• [Ejercicios y tareas]
1) ¿Qué dos tipos de stress distingue el texto sobre el estrés?
2) Prolonga el texto sobre el estrés a partir de su última oración.

• [Texto para leer]
● ● ● ● ● ● ●

Monday, February 23, 2015

Stress


Carlota me llama para decirme que la nueva foto que he puesto en mi blog no le gusta: “Parece que eres de las que dices una cosa y haces otra. La antigua reflejaba mejor tu personalidad”.

“Debe ser la deformación que me produce leer tantos periódicos y tantas noticias diferentes.” – le respondo- “Una termina leyendo cosas tan dispares y disparatadas que al final termina por salirle esa sonrisa de cínico.”

De todas ellas, dos son las creencias actuales que por generalizadas y falsas, me preocupan especialmente. La primera ser refiere a la preocupación por el stress que padece la sociedad moderna y que, al parecer, va en incremento. La segunda, a la preocupación por la deflación.

La última vez que se habló de estos temas en una de esas reuniones intrascendentes, no pude esconder esa sonrisa que tan poco le gusta a mi amiga. Convendrán conmigo en que en esos instantes o provocas una gran discusión o te callas. Ante el buen desayuno que se tiene por delante uno come y calla y el que todavía no ha aprendido a poner cara de póker espera que entre tanto bullicio nadie se percate de su extraño gesto.

Nadie lo duda. Hay dos tipos de stress: el justificado y el injustificado. Un individuo que no tenga trabajo o tenga que buscar un nuevo empleo cada dos años porque los contratos se le acaban, las personas que tienen que atender por largo tiempo a personas enfermas mucho más siendo ellas de una constitución delicada, sufren un agotamiento provocado por las circunstancias exteriores y su malestar no tardaría en desaparecer – o al menos se aminoraría - si tuvieran un trabajo o  ayuda para realizar sus tareas. Este tipo de agotamiento es absolutamente comprensible.

● ● ● ● ● ● ●

• [Información proporcionada]

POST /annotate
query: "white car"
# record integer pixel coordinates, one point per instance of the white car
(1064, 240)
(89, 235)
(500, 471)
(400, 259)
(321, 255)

● ● ● ● ● ● ●

• [Respuestas]
1) El justificado y el injustificado.

2)
Las personas que lo sufren corren el riesgo de caer en la agresividad  o en la pasividad depresiva.

El otro tipo de stress, del que hoy nos vamos a ocupar, es el provocado artificialmente y surge de ese ese empeño en creer y hacer creer que para conservarse joven es necesaria la constante actividad social. 
Dicha afirmación entraña el mismo error que la teoría según la cual para mantenerse joven hay que hacer deporte. 
La equivocación en ambos casos radica en la misma causa: en la falta de medida provocada por la obsesión de querer ser todos iguales: o sea, por el igualitarismo.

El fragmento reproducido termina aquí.